* Directive
Transcribe exactly the lines from the one holding "Expected: one point per instance of the green leaf, reported" to the end of the data below, including both of those lines and no others.

* Data provided

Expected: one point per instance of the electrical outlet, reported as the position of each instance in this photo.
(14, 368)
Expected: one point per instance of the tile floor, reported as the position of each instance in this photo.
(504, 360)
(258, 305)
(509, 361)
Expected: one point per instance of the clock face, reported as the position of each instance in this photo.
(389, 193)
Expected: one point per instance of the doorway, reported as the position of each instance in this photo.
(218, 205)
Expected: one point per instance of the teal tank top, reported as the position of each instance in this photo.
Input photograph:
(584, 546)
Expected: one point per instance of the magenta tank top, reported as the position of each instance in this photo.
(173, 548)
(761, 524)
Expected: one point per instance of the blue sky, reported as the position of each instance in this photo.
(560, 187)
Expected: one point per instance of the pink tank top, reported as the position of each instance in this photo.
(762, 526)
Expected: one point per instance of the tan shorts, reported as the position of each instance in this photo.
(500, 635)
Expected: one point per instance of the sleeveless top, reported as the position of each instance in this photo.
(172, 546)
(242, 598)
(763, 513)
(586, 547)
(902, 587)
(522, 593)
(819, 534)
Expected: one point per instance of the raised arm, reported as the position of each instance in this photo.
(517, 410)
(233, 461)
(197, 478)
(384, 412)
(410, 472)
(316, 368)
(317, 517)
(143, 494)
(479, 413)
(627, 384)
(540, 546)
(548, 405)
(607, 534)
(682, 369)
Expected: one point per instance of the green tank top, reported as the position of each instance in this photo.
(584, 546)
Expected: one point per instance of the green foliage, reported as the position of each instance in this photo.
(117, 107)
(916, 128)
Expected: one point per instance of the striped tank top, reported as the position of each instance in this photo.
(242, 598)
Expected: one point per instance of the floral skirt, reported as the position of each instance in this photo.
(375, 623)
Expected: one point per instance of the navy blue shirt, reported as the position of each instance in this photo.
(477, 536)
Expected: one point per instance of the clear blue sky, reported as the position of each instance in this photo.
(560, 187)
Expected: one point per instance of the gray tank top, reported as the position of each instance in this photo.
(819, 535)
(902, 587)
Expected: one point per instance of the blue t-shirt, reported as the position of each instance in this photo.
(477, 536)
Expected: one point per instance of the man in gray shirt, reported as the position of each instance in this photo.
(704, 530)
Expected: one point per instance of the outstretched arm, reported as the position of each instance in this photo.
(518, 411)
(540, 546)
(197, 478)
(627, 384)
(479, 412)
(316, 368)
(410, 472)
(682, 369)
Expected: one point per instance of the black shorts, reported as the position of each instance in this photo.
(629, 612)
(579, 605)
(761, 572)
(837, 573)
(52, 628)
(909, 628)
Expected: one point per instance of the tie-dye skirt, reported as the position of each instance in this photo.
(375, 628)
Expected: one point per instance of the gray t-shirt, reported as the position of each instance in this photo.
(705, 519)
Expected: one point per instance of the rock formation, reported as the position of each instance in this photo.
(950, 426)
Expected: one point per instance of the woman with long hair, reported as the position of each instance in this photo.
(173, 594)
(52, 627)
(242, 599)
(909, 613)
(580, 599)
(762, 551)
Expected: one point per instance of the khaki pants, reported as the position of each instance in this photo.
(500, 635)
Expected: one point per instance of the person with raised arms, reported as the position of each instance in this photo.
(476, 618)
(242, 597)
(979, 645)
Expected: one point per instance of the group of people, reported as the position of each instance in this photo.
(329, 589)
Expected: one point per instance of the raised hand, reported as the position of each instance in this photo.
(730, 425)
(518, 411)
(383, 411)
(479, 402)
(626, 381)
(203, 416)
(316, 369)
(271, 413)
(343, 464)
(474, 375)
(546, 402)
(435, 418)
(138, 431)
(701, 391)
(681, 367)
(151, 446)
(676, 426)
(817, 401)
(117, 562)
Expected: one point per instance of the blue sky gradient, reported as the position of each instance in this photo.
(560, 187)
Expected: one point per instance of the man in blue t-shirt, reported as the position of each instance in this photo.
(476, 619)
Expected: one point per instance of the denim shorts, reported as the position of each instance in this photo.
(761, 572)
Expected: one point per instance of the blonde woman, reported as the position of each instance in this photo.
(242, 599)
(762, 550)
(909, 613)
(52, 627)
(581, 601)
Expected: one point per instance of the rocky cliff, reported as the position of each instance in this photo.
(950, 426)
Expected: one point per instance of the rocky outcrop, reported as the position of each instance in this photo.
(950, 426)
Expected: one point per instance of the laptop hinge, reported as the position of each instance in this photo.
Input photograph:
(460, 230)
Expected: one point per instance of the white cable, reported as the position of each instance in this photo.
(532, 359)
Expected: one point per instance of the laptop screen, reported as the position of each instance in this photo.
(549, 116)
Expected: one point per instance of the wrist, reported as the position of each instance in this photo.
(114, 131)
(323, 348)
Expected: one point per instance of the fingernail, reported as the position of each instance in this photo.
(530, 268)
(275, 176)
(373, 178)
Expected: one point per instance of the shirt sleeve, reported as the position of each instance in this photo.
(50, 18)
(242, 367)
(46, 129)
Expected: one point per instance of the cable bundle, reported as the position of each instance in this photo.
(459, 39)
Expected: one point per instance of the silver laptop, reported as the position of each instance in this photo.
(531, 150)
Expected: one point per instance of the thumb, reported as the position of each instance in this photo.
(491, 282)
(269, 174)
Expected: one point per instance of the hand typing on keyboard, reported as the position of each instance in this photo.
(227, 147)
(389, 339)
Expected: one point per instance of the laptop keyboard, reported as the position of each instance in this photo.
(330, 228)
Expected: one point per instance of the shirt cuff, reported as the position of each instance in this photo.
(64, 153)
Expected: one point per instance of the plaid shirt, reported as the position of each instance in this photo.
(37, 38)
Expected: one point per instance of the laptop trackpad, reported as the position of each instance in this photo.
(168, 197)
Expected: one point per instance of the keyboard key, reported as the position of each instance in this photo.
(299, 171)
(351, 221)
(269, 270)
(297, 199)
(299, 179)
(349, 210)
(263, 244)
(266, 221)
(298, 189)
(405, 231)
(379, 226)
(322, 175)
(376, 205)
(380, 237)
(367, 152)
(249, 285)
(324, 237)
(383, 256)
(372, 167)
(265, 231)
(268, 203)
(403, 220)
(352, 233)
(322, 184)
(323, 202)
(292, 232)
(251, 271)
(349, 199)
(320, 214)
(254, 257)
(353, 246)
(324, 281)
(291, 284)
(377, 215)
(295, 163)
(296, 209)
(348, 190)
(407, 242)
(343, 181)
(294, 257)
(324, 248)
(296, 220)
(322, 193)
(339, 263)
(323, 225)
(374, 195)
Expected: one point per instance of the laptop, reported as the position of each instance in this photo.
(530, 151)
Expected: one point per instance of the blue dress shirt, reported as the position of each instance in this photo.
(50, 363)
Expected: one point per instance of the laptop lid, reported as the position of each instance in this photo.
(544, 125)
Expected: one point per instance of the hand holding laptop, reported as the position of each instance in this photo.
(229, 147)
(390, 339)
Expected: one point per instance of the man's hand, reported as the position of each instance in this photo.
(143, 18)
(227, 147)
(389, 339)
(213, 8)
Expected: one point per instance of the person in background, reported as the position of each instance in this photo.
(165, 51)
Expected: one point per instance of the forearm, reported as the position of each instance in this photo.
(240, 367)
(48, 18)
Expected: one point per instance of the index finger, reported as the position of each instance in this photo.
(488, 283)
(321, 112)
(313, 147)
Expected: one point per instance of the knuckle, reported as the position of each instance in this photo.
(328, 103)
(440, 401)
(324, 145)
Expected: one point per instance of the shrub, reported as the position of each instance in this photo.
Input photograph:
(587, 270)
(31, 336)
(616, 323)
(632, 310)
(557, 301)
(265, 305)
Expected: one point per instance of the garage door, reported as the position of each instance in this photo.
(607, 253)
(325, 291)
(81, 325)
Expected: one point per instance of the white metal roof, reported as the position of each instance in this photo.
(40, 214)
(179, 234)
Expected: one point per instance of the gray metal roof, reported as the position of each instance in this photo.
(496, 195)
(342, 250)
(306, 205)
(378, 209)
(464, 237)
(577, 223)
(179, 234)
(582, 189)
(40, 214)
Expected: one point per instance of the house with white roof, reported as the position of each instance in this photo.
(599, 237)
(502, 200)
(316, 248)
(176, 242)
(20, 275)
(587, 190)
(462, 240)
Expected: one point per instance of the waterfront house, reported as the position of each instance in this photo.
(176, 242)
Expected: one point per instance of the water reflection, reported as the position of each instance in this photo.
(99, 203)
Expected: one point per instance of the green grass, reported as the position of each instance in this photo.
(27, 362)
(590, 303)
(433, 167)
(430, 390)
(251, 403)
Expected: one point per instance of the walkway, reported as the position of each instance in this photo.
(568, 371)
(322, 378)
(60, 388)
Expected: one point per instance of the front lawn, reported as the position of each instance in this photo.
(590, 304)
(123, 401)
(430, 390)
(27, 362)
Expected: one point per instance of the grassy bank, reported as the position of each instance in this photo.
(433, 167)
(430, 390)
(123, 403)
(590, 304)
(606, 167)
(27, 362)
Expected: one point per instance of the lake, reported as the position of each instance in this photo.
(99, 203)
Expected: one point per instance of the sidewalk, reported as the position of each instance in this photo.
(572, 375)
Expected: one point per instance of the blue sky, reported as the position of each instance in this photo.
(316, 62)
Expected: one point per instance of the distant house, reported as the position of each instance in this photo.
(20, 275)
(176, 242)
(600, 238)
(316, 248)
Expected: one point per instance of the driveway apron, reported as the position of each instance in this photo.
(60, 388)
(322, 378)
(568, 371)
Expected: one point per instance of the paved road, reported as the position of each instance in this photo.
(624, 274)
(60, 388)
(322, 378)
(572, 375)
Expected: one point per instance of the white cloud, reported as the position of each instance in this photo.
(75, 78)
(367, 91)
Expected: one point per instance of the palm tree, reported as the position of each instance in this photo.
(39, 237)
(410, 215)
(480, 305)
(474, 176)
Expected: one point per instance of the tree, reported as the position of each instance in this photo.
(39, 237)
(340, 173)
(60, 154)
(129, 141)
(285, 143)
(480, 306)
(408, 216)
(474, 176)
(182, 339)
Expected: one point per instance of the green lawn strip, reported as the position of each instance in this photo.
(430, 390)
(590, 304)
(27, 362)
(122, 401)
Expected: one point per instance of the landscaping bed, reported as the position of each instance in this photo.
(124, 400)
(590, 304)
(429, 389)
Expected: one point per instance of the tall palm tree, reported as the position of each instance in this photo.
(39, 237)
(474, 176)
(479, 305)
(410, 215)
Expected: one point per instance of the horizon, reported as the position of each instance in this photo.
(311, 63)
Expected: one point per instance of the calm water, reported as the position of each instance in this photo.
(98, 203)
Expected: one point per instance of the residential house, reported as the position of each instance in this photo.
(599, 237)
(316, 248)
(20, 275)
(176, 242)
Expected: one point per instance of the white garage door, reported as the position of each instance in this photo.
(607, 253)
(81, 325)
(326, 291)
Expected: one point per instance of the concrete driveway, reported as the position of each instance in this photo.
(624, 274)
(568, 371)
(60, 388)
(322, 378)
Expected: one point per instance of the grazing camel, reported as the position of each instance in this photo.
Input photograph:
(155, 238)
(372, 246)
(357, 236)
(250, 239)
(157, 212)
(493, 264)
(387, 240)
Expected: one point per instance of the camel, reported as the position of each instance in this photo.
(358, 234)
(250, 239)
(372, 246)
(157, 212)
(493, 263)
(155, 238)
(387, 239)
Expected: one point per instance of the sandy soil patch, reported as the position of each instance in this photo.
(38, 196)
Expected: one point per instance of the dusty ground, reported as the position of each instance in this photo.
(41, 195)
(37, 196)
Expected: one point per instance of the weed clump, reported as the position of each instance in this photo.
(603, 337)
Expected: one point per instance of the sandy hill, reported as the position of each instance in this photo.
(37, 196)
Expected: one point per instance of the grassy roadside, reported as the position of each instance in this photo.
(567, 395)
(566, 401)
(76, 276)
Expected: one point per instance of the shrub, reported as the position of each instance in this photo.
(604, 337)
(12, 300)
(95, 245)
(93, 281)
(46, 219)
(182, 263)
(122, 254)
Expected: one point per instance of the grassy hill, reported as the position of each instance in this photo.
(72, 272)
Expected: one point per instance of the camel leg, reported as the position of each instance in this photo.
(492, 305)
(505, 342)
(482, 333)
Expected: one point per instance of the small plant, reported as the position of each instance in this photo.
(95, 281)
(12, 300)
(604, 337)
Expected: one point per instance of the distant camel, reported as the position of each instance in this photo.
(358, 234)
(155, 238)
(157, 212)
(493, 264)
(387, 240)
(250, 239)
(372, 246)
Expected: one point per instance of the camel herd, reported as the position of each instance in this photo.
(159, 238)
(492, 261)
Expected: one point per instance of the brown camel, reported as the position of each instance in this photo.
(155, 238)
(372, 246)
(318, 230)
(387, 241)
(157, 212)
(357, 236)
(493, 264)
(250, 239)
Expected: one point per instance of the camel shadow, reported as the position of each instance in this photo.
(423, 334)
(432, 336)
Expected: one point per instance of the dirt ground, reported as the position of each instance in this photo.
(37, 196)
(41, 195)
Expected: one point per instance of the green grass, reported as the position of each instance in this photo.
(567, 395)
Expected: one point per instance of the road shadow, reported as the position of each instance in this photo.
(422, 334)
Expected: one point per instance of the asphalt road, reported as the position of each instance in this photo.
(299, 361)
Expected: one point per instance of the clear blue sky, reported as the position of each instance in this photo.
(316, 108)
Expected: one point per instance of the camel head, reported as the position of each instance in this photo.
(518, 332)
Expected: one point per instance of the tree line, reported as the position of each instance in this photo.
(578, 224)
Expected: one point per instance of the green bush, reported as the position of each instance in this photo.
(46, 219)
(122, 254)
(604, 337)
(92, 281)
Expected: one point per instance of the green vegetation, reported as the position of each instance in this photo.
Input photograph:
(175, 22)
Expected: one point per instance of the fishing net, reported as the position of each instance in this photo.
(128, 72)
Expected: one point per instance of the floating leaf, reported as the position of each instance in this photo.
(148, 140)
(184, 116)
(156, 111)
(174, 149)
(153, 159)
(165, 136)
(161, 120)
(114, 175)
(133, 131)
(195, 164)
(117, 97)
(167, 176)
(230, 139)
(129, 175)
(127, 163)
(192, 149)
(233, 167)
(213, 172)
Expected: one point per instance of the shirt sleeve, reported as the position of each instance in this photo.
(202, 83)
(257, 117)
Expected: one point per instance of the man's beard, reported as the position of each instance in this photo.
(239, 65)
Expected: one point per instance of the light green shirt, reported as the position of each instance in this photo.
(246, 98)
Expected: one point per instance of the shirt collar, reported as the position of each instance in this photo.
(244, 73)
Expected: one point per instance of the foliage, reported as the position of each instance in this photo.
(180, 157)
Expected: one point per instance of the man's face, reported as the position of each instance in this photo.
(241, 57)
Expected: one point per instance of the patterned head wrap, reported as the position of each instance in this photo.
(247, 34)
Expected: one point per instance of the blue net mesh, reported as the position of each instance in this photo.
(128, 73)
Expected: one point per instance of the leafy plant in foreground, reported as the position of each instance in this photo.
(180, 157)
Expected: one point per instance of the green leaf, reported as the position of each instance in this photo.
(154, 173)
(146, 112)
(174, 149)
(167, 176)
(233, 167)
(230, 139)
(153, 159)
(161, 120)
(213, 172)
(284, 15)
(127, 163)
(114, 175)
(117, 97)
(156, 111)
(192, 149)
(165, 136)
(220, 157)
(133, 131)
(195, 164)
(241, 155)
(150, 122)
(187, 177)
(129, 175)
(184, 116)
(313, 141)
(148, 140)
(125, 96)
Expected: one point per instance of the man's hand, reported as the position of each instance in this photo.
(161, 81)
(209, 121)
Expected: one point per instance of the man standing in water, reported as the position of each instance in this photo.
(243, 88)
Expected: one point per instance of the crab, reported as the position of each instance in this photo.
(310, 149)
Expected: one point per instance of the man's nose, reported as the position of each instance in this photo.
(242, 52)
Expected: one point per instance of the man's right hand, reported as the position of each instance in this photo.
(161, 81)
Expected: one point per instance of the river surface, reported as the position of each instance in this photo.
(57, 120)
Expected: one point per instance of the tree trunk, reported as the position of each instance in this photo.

* Solution for this problem
Expected: one point per instance of the green leaf, reported as the position of each instance in this photo.
(154, 173)
(146, 112)
(174, 149)
(167, 176)
(233, 167)
(230, 139)
(153, 159)
(161, 120)
(213, 172)
(284, 15)
(127, 163)
(114, 175)
(117, 97)
(156, 111)
(192, 149)
(165, 136)
(220, 157)
(133, 131)
(195, 164)
(241, 155)
(150, 122)
(187, 177)
(129, 175)
(184, 116)
(313, 141)
(148, 140)
(125, 96)
Expected: one point per instance of the man's hand, reported as the position of each instance in this photo.
(161, 81)
(209, 121)
Expected: one point per instance of the man standing in water, reported as the position of each instance in this photo.
(243, 88)
Expected: one point per instance of the crab, reported as the position of each instance in this photo.
(310, 149)
Expected: one point per instance of the man's nose, reported as the position of each instance in this photo.
(242, 52)
Expected: one point per instance of the man's right hand, reported as the position of each instance in this photo.
(161, 81)
Expected: one point per instance of the river surface, reported as the position of each instance in this photo.
(57, 120)
Expected: one point per instance of the tree trunk, reported as the position of each instance in this photo.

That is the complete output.